-------- Material provided --------
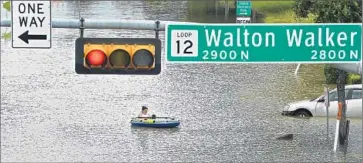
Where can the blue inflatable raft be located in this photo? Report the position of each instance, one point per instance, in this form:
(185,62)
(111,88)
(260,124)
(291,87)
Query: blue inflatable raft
(158,122)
--------
**What you will do:** Reproduce each item above verbatim, leaving out the pictures.

**The completed task:**
Where can the blue inflatable raft be located in this photo? Report the position of each instance, one point per instance, in this form:
(185,62)
(111,88)
(260,124)
(291,87)
Query: blue inflatable raft
(158,122)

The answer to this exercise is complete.